* start Selected excerpt *

I don't think there's much point to handling an explicit data.frame
case, although it is a composition
option in recipes.
This might be more of a workflows
issue but .fit_pre()
still generates a tibble
# See https://github.com/tidymodels/hardhat/pull/150
# remotes::install_github("tidymodels/hardhat@recipe-blueprint-composition")
# See https://github.com/tidymodels/parsnip/pull/373
# remotes::install_github("tidymodels/parsnip@sparsity")
library(tidymodels)
#> ── Attaching packages ────────────────────────────────────────────────────────── tidymodels 0.1.1 ──
#> ✓ broom 0.7.0 ✓ recipes 0.1.13
#> ✓ dials 0.0.9 ✓ rsample 0.0.8
#> ✓ dplyr 1.0.2 ✓ tibble 3.0.3
#> ✓ ggplot2 3.3.2 ✓ tidyr 1.1.2
#> ✓ infer 0.5.2 ✓ tune 0.1.1
#> ✓ modeldata 0.0.2 ✓ workflows 0.2.0
#> ✓ parsnip 0.1.3.9000 ✓ yardstick 0.0.7
#> ✓ purrr 0.3.4
#> ── Conflicts ───────────────────────────────────────────────────────────── tidymodels_conflicts() ──
#> x purrr::discard() masks scales::discard()
#> x dplyr::filter() masks stats::filter()
#> x dplyr::lag() masks stats::lag()
#> x recipes::step() masks stats::step()
library(hardhat)
data(ames)
ames <-
ames %>%
mutate(Sale_Price = log10(Sale_Price)) %>%
select(Sale_Price, Longitude, Latitude, Neighborhood)
rec <-
recipe(Sale_Price ~ ., data = ames) %>%
step_dummy(Neighborhood) %>%
step_zv(all_predictors()) %>%
step_normalize(all_predictors())
sparse_bp <- default_recipe_blueprint(composition = "dgCMatrix")
processed <- mold(rec, ames, blueprint = sparse_bp)
class(forge(ames, blueprint = processed$blueprint)$predictors)

* end Selected excerpt *

→ List of tasks
1/ Do these statements agree with the excerpt on recipe composition? Answer yes or no for each, and quote the words from the excerpt that decide it.
(a) The writer sees a strong case for handling an explicit data.frame composition.
(b) The blueprint in the code is created with its composition set to "dgCMatrix".
(c) Sale_Price is transformed with log10 before the recipe is defined.
2/ Based on the excerpt on recipe composition, explain why a call to filter() after library(tidymodels) uses the dplyr version and not the stats version.

* start Material *

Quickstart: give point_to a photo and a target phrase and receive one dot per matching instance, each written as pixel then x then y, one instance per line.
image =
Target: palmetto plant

* end Material *

→ Results of the exercise
1/
(a) No: "I don't think there's much point to handling an explicit data.frame case"
(b) Yes: "sparse_bp <- default_recipe_blueprint(composition = "dgCMatrix")"
(c) Yes: "mutate(Sale_Price = log10(Sale_Price))"

2/ When tidymodels is attached, the conflict report lists "dplyr::filter() masks stats::filter()". Because dplyr's filter() masks the one from stats, a plain call to filter() reaches the dplyr version.